The input
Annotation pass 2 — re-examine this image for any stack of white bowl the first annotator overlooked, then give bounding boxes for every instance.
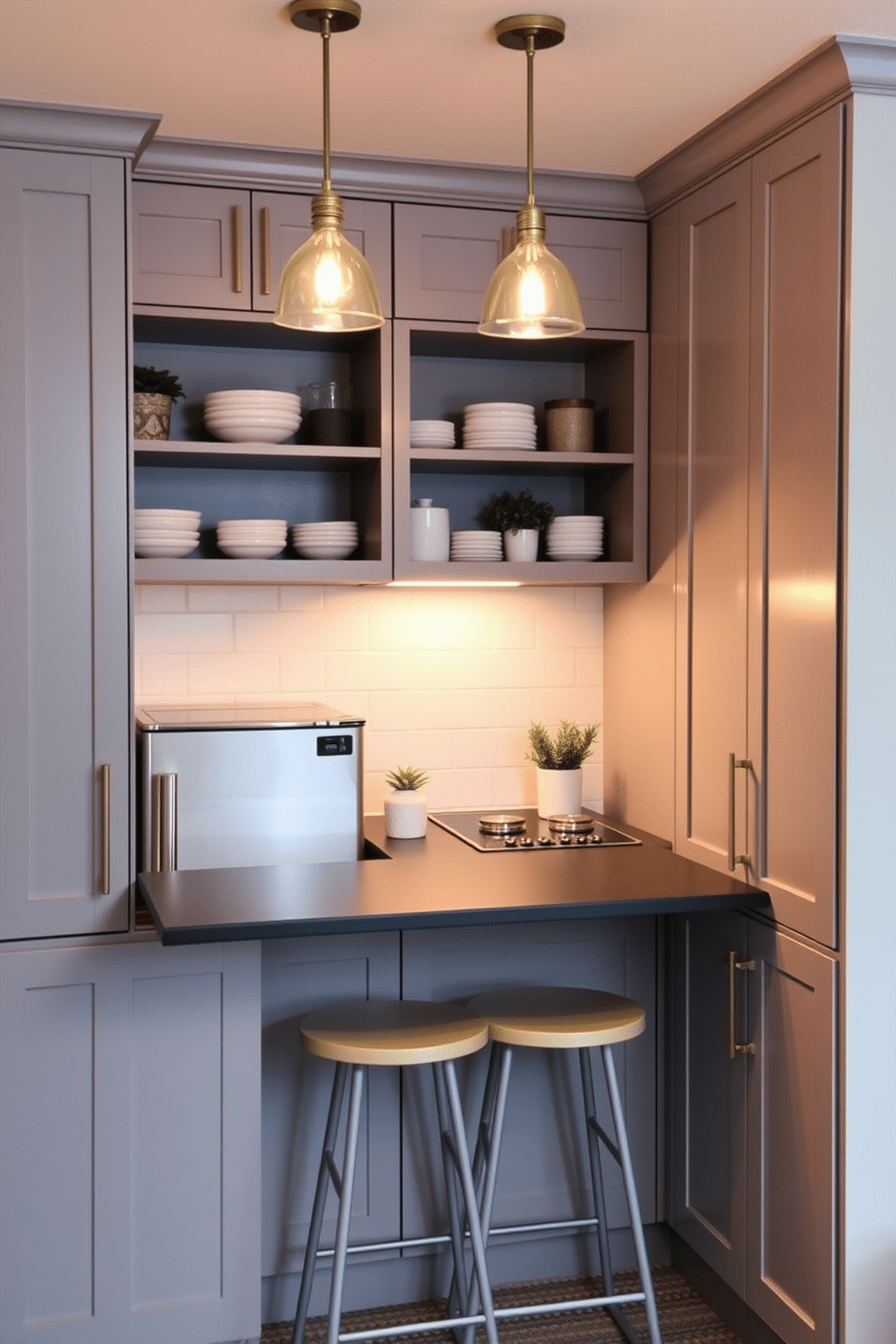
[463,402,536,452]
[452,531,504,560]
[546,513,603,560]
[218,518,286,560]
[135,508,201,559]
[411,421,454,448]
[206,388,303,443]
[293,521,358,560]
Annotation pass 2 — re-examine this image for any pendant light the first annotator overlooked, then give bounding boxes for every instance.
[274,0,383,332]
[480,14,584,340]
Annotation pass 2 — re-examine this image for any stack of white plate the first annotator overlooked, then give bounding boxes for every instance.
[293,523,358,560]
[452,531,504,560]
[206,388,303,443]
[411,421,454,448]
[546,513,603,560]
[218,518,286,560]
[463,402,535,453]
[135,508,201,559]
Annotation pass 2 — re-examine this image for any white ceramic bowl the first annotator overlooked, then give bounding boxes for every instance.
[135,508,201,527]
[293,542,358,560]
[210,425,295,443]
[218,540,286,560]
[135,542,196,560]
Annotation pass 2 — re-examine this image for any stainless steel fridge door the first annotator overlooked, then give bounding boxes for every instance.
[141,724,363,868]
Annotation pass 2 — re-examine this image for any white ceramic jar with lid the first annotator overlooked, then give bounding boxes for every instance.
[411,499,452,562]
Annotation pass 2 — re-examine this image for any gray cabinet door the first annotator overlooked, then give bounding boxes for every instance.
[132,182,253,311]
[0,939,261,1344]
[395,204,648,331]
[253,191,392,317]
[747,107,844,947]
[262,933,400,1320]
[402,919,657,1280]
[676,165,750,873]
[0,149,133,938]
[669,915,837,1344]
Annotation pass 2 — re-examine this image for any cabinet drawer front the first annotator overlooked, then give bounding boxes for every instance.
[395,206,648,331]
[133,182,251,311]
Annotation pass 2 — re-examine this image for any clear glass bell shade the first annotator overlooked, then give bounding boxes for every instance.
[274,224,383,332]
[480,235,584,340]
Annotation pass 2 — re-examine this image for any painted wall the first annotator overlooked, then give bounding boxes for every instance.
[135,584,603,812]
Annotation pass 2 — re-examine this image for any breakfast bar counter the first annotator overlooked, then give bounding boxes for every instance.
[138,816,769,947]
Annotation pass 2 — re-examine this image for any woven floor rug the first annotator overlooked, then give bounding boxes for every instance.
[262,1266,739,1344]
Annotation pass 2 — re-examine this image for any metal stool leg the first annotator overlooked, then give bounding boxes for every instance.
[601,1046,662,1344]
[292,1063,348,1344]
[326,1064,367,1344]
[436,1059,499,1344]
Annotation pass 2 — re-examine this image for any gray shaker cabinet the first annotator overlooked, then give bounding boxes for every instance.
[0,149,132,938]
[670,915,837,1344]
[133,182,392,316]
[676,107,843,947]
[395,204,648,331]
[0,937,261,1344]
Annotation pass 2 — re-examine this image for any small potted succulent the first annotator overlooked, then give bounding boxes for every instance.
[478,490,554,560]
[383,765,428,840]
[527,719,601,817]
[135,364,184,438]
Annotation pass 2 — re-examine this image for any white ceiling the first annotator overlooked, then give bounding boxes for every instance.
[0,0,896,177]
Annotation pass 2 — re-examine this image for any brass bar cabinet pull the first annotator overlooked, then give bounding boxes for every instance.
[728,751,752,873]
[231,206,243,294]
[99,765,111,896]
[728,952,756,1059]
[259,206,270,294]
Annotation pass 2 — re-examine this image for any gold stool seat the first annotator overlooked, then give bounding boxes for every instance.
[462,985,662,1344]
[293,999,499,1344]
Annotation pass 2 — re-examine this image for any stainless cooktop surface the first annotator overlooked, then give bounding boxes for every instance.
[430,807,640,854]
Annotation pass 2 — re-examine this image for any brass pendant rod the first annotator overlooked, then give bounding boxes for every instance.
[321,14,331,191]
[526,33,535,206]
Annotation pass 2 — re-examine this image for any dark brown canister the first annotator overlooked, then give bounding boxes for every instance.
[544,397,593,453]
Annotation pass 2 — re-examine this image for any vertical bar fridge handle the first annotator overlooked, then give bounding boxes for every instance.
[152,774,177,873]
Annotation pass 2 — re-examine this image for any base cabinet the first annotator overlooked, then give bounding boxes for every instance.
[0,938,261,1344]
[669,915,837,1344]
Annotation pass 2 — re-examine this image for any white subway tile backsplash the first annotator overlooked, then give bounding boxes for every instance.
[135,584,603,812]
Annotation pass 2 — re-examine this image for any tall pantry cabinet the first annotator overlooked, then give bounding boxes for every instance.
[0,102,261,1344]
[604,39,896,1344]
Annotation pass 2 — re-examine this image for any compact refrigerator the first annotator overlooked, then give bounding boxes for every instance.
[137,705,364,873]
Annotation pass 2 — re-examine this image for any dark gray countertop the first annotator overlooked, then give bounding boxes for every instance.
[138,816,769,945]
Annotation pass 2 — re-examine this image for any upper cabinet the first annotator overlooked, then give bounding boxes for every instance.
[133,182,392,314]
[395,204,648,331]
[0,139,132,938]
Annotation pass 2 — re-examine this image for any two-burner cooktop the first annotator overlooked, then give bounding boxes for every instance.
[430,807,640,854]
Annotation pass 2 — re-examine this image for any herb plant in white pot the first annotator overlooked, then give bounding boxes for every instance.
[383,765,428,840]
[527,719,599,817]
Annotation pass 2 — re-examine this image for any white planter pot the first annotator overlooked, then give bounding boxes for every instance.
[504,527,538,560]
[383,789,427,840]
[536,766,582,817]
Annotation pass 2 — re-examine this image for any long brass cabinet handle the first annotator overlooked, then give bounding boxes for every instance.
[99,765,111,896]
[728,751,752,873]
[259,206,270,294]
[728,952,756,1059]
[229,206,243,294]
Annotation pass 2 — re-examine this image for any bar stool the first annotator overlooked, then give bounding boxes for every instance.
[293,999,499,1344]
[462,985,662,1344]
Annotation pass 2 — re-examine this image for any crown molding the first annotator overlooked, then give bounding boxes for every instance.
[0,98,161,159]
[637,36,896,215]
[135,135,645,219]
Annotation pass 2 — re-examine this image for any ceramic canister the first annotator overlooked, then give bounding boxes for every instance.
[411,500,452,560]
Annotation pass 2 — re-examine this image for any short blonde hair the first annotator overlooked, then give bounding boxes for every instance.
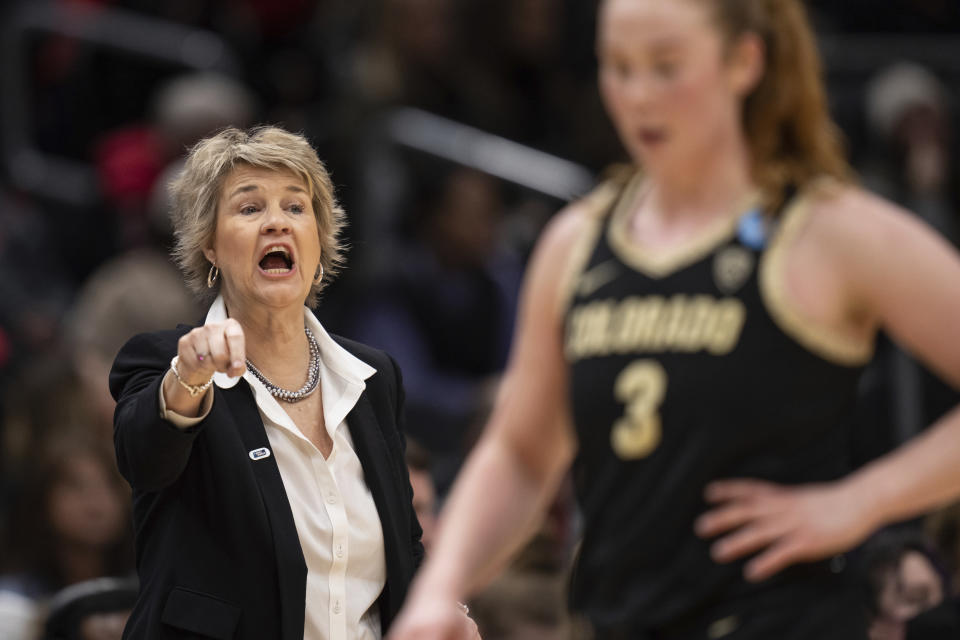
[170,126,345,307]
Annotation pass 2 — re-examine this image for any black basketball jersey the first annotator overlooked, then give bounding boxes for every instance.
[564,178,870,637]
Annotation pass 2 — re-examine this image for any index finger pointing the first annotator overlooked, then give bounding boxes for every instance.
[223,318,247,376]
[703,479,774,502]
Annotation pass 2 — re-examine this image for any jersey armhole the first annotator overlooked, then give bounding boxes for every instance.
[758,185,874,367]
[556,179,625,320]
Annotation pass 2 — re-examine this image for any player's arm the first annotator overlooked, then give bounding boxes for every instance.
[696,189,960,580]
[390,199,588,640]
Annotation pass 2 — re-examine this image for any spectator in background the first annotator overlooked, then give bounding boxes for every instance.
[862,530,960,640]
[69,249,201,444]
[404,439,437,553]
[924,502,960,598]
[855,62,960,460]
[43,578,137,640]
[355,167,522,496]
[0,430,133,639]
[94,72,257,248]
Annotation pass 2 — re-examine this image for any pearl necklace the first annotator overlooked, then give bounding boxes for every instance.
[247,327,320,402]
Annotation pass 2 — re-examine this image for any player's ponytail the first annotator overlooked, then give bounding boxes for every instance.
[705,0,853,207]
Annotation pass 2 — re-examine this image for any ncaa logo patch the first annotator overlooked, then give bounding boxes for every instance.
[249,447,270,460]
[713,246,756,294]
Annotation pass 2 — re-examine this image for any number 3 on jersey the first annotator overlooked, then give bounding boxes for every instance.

Brief
Pull out every one of the entries above and copy each word for word, leaving out the pictures.

Written response
Annotation pass 2 — re-examine this image for any stack of white bowl the first annotator overlooked, then give bounding boxes for every instance.
[463,402,536,452]
[452,531,504,560]
[546,513,603,560]
[218,518,286,560]
[135,508,201,559]
[411,421,454,448]
[206,388,303,443]
[293,521,358,560]
Annotation pass 2 — re-examine this image for any pendant light the first annotator overlooked, then give bounding boxes for every instance.
[274,0,383,332]
[480,14,584,340]
Annotation pass 2 — re-examine this image for any stack of white plate the first annotator overlooked, then give bounding boxes for every instance.
[293,523,358,560]
[452,531,504,560]
[206,388,303,443]
[411,421,454,448]
[546,513,603,560]
[218,518,286,560]
[463,402,535,453]
[135,508,201,559]
Annotation pass 2 — re-examine this image for any white ceramic bowl the first annotator overlooked, then give bounding boxes for every instance.
[135,508,201,527]
[293,542,358,560]
[210,425,295,443]
[218,540,286,560]
[135,542,196,560]
Annotation pass 2 — re-examine this image for any stainless steel fridge door the first annotator overlooked, then give bounding boxes for every instance.
[141,724,363,868]
Annotation pass 2 — re-examine this image for any white ceramic jar with lid the first annotator overlooked, then give bounding boxes for every instance.
[411,499,452,562]
Annotation pass 2 — re-examine this image for any gray cabinet door the first annotator overlooked, then give bounding boxes for every instance.
[132,182,253,311]
[0,939,261,1344]
[395,204,648,331]
[253,191,392,317]
[747,107,844,947]
[262,933,400,1320]
[402,919,657,1280]
[676,165,750,873]
[0,149,133,938]
[669,915,837,1344]
Annotation pass 2 — re-examine this image for any cabinet drawer front the first annotator overlooked, then give bounding boxes for every instance.
[395,206,648,331]
[133,182,251,311]
Annotation pass 2 — re-examine this image for any clear glass bell shade the first annotator overlooked, then give bounding boxes for every instance.
[274,224,383,332]
[480,235,584,340]
Annotation pass 2 — re-examine this image for any painted wall the first annotator overlooked, then give bounding boxes for every instance.
[135,584,603,812]
Annotation pass 2 — re-examine this image for any breakfast bar counter the first annotator overlooked, then give bounding boxes for every instance.
[138,816,769,947]
Annotation pass 2 — re-examine this image for any woven floor rug the first annotator overlooked, then give bounding boxes for every instance.
[262,1266,739,1344]
Annotation pass 2 — re-examine this image for any metal stool leg the first annotator overlooked, then give bounding boxes for every instance.
[601,1046,662,1344]
[292,1063,348,1344]
[326,1064,367,1344]
[436,1059,499,1344]
Annotation pass 2 — re-examine this image for any gray shaker cabinet the first annotator overlooked, then give bounding boxes for every instance.
[0,149,132,938]
[670,915,837,1344]
[133,182,392,316]
[676,107,843,947]
[395,204,648,331]
[0,937,261,1344]
Annotation pass 2 — re-examine this image for any small potted succulent the first annotator overlooked, then give bounding boxes for every instance.
[478,490,554,560]
[383,765,428,840]
[527,719,601,817]
[135,364,184,438]
Annotation pass 2 — re-examine this image for any white ceiling the first annotator overlooked, then give bounding boxes for every instance.
[0,0,896,177]
Annotation pass 2 — re-examine this image for any brass bar cabinet pull the first annotator overlooked, then give bounding boxes for every instance.
[728,751,752,873]
[231,206,243,294]
[99,765,111,896]
[728,952,756,1059]
[259,206,270,294]
Annotation pass 2 — re-examine this image for any gold stool seat the first annotator overlooked, then give bounding boxes for every instance.
[462,985,662,1344]
[293,999,499,1344]
Annotation pass 2 — re-examine this image for any stainless cooktop surface the first annotator overlooked, then give bounding boxes for every instance.
[430,807,640,854]
Annotation pass 2 — re-examine this image for any brass pendant rod the first annotator overlooked, then give bounding boxes for every instance.
[321,14,331,191]
[526,33,535,206]
Annotation pass 2 — re-examine this image for any dark brown canister the first annotator overlooked, then give bounding boxes for every instance.
[544,397,593,453]
Annotation pass 2 — re-examine this image for any vertical bar fridge handle the first annotator overlooked, then give bounding boxes for every instance.
[152,774,177,873]
Annotation pass 2 — re-examine this image for any base cabinet the first annotator overlooked, then give bounding boxes for every instance.
[0,938,261,1344]
[669,915,837,1344]
Annotation pass 2 — re-examine this image for any white subway tile backsplash the first annotator overlooked, then give bounding boxes for every instance.
[135,584,603,812]
Annotation pass 2 — re-examine this image for any tall pantry cabinet the first annotator overlooked, then give bounding boxes for every instance.
[0,102,261,1344]
[604,39,896,1344]
Annotation pass 2 — re-examine this image for any compact refrigerator the first annotator overlooked, then give bounding boxes for every instance.
[137,705,364,873]
Annotation pass 2 — re-examine this image for any dark gray countertop the first annotator overlooked, then give bounding boxes for every instance.
[138,816,769,945]
Annotation pass 2 — re-examine this image for any upper cabinet the first annotator overlooked, then give bounding boxes for every instance.
[133,182,392,314]
[395,204,648,331]
[0,139,132,938]
Annotation pass 2 — re-examine this image for any two-burner cooktop the first annotator overlooked, then give bounding boxes for every instance.
[430,807,640,854]
Annotation pass 2 — re-examine this image for any herb plant in white pot the first annotator overlooked, then give bounding boxes for every instance.
[383,765,428,840]
[527,719,599,817]
Annotation pass 2 — re-examine this image for any white planter pot the first annotator overlooked, then give bounding boxes for every instance.
[504,527,538,560]
[383,789,427,840]
[536,766,582,817]
Annotation pass 2 — re-examine this image for any long brass cabinet handle the first annotator overlooked, then give bounding boxes for every instance.
[99,765,111,896]
[728,751,752,873]
[259,206,270,294]
[728,952,756,1059]
[229,206,243,294]
Annotation pass 2 — re-examine this image for any bar stool the first annotator overlooked, then give bounding boxes for every instance.
[293,999,499,1344]
[462,985,662,1344]
Annotation pass 2 — re-examine this image for any crown molding the first annotator overlooked, then give bounding boxes for every instance.
[0,98,161,159]
[637,36,896,215]
[135,135,645,219]
Annotation pass 2 — re-examine this image for any ceramic canister the first annotator overlooked, then give bounding boxes for every instance.
[411,500,452,560]
Annotation pass 2 — re-examine this image for any short blonde hair the first annotator overlooked, then give bounding boxes for every instance.
[170,126,345,307]
Annotation pass 2 — re-examine this image for any black basketball jersey the first annotator overlooked, then give bounding boxes for every instance.
[564,178,870,637]
Annotation pass 2 — re-examine this image for any index finger pointing the first annotator overlooked, then give bounding boxes for every instance.
[223,318,247,376]
[703,479,774,502]
Annotation pass 2 — re-examine this image for any jersey armhole the first annotator overlooked, then give bounding boxes for every instance.
[758,185,874,367]
[556,179,625,320]
Annotation pass 2 — re-examine this image for any player's arm the first annotator overlooked, then give bounding boxes for every instance.
[696,189,960,580]
[390,199,588,640]
Annotation pass 2 — re-examine this image for any spectator in background the first annotator overlooked, then give bounding boxes for every instance.
[862,530,960,640]
[69,249,201,444]
[404,439,437,553]
[924,502,960,598]
[855,62,960,460]
[43,578,137,640]
[355,167,522,496]
[0,430,133,639]
[94,72,257,248]
Annotation pass 2 — re-examine this image for any pearl necklace the first annotator overlooked, then give bounding boxes for every instance.
[247,327,320,402]
Annotation pass 2 — re-examine this image for any player's ponytail the first annotator overlooked, then give bounding boxes for every instance.
[705,0,853,207]
Annotation pass 2 — re-examine this image for any ncaa logo patch the first annotator overlooked, then give bounding boxes for every instance.
[249,447,270,460]
[713,246,756,294]
Annotation pass 2 — re-examine this image for any number 3 on jersey the first annotator overlooked, then give bounding boxes for every instance.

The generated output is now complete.